▶ [Tasks to complete]:
1 – Reproduce word for word the passage of the Crystal news story that opens with the words containing "Peshlakai said he told" and closes with "31, he said.".
2 – Resume the Crystal news story after its final sentence and carry it forward.

▶ [Text block]:
##############################

Peshlakai said he urged his niece to go back down the hill and get the mother and her toddler.

“But she just kept changing the subject,” Peshlakai told the Journal on a chilly afternoon this week in the small Navajo Reservation town. “Next thing I know, she was tired and went to bed.”

Shortly after 7 a.m. the next morning, Jan. 31, the body of a young child was found in shallow, icy water in a metal culvert at the bottom of the hill. Most Crystal residents politely declined to say what they knew of the death, but several others described seeing a parade of local and federal law enforcement combing through the scene that morning, in addition to a woman seated on the dirt road, distraught and wrapped in blankets.

The FBI, which said it is continuing its investigation, has not released the names of the mother or her child. FBI officials said they have questioned the mother and are waiting for the results of an autopsy from the state Office of the Medical Investigator. A Navajo Nation Police Department captain, reached Friday, said he was not familiar with the case, and a Navajo Nation Department of Justice official said that the case will likely be prosecuted federally.

The cause of death has not been released, and it’s unclear whether the mother was ever arrested or just questioned.

A spokesman for the hospital at Fort Defiance told the Navajo Times that the mother of the victim was treated at the hospital’s emergency room. However, an emergency room employee reviewed hospital logs and told the Journal that the hospital had no patients the morning of Jan. 31 who could have been the mother. The hospital spokesman did not return repeated calls for comment.

Peshlakai said he told investigators about his niece’s visit and what she had said. He said the they were very interested in her whereabouts, but he didn’t know what to tell them. She has no phone, he said, and he doesn’t know where she has been living for the past five years. She was gone when he returned from a day trip to Gallup on Jan. 31, he said.

He also said he has no idea where his niece met the mother or where they were coming from, and he didn’t know whether the two were related or even friends. Temperatures in nearby Navajo, N.M., that night hovered just above freezing.

When asked whether he felt any blame or guilt about the child’s death, he said he has been running through scenarios in his mind since that night – but he just doesn’t know yet. He also said he doesn’t have a phone.

All of the Crystal residents who were willing to talk about the death said they don’t know who the mother was or where she was from. In the 2,000-population town, residents said, it’s pretty clear when someone is an outsider.

##############################

▶ [Given records]:
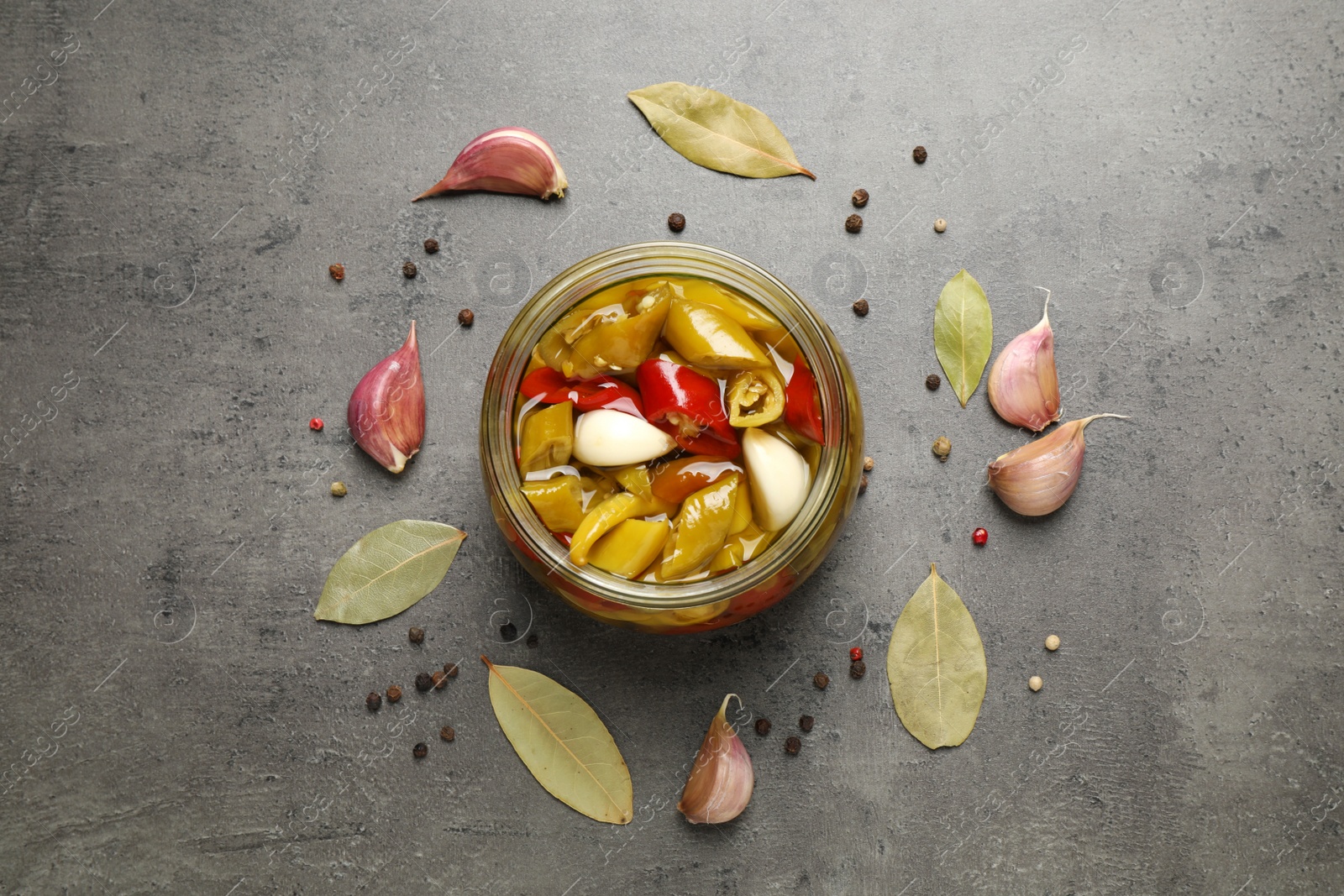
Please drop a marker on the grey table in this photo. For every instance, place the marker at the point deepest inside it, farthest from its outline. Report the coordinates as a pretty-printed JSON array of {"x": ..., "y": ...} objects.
[{"x": 176, "y": 181}]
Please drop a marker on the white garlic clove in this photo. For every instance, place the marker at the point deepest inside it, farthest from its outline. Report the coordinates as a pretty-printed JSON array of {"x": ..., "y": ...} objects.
[
  {"x": 386, "y": 411},
  {"x": 1039, "y": 477},
  {"x": 721, "y": 782},
  {"x": 1023, "y": 382},
  {"x": 506, "y": 160},
  {"x": 780, "y": 479},
  {"x": 612, "y": 438}
]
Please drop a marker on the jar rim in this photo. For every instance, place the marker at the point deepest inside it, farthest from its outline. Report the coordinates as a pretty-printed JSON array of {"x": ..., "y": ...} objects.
[{"x": 635, "y": 261}]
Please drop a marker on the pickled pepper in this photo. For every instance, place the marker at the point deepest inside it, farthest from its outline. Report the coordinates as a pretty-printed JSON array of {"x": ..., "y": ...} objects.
[
  {"x": 701, "y": 528},
  {"x": 710, "y": 338},
  {"x": 689, "y": 407},
  {"x": 558, "y": 501},
  {"x": 588, "y": 396},
  {"x": 548, "y": 438},
  {"x": 631, "y": 547},
  {"x": 608, "y": 338},
  {"x": 608, "y": 515},
  {"x": 756, "y": 398},
  {"x": 801, "y": 407}
]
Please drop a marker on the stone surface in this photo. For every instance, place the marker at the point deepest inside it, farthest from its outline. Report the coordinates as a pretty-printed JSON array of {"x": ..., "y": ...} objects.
[{"x": 174, "y": 192}]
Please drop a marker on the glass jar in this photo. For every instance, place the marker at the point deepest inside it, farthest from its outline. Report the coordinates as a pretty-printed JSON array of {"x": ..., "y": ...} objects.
[{"x": 707, "y": 604}]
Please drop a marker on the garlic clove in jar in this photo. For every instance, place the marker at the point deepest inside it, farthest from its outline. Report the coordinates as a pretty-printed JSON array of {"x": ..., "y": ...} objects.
[
  {"x": 386, "y": 411},
  {"x": 506, "y": 160},
  {"x": 1023, "y": 382},
  {"x": 780, "y": 479},
  {"x": 721, "y": 782},
  {"x": 613, "y": 438},
  {"x": 1039, "y": 477}
]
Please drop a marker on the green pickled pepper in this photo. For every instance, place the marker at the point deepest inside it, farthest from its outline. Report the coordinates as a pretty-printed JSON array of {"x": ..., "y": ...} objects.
[{"x": 548, "y": 438}]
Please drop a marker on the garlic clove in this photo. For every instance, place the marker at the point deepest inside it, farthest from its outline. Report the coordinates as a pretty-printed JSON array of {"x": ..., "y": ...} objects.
[
  {"x": 1039, "y": 477},
  {"x": 386, "y": 412},
  {"x": 780, "y": 476},
  {"x": 1023, "y": 382},
  {"x": 506, "y": 160},
  {"x": 721, "y": 782},
  {"x": 613, "y": 438}
]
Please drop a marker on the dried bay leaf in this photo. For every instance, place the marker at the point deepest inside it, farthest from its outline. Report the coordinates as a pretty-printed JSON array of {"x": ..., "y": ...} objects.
[
  {"x": 389, "y": 570},
  {"x": 717, "y": 130},
  {"x": 963, "y": 333},
  {"x": 936, "y": 665},
  {"x": 562, "y": 743}
]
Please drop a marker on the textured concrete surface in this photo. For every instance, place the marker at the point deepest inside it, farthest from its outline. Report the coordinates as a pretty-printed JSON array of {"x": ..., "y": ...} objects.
[{"x": 174, "y": 183}]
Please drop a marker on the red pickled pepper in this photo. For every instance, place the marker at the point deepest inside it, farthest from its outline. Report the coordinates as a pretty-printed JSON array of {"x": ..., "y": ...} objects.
[
  {"x": 801, "y": 409},
  {"x": 588, "y": 396},
  {"x": 689, "y": 407}
]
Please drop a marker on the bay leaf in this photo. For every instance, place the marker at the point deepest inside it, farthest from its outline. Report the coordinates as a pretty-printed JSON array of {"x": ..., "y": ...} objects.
[
  {"x": 562, "y": 743},
  {"x": 963, "y": 333},
  {"x": 718, "y": 132},
  {"x": 389, "y": 570},
  {"x": 936, "y": 665}
]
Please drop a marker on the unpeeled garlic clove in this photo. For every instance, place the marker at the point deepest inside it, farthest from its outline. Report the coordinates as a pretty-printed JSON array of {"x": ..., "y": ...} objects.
[
  {"x": 1039, "y": 477},
  {"x": 386, "y": 412},
  {"x": 1023, "y": 383},
  {"x": 506, "y": 160},
  {"x": 780, "y": 476},
  {"x": 613, "y": 438},
  {"x": 721, "y": 782}
]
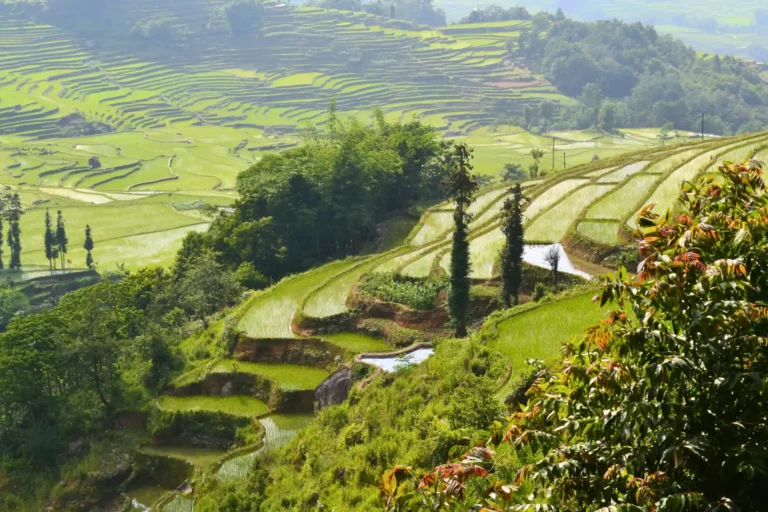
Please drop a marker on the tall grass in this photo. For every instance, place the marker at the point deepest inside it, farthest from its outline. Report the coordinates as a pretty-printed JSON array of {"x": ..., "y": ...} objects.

##############################

▶ [Answers provided]:
1 –
Peshlakai said he told investigators about his niece’s visit and what she had said. He said the they were very interested in her whereabouts, but he didn’t know what to tell them. She has no phone, he said, and he doesn’t know where she has been living for the past five years. She was gone when he returned from a day trip to Gallup on Jan. 31, he said.

2 –
Word about the child’s death spread quickly through the town that morning.

Jacey McCurtian, president of the Crystal Chapter, told residents in a community meeting Jan. 31 not to speak of the case as the investigation runs its course, residents said. About a dozen residents approached by the Journal in the Crystal senior center and in remote homes dotting the hills in the area declined to comment about the death, often saying first, “I can’t say anything,” then later, “I don’t know anything.”

But a few were willing to briefly discuss what they saw.

Longtime Crystal resident Franklin Mose said he walked near the culvert on the morning of Jan. 31 and spotted what he thought was a white, shining rock inside the culvert that runs below the dirt road that leads up the hill. He later returned to see a flurry of police activity and learned that he had actually seen the child’s naked body, face down in the water.

By Thursday of this week, when a Journal reporter and photographer walked by, the creek had mostly frozen over. There was no sign that a child had died there less than a week earlier.

Another Crystal resident, Jerry Kee, who was born in a hogan on the same hill and lived on the same plot of land his whole life, said a Navajo Police Department officer knocked on his door last week, asking for the Peshlakai house.

He said his son, on his way to Gallup early Jan. 31, saw the mother sitting at the scene wrapped in blankets while police investigated. He did not know her, but stopped to talk to her briefly.

Just because the woman and her child were likely not from Crystal doesn’t diminish the tragedy, Kee said.

“It’s kind of really shocking,” Kee said. “It’s heartbreaking for all of us. It’s just a little baby.”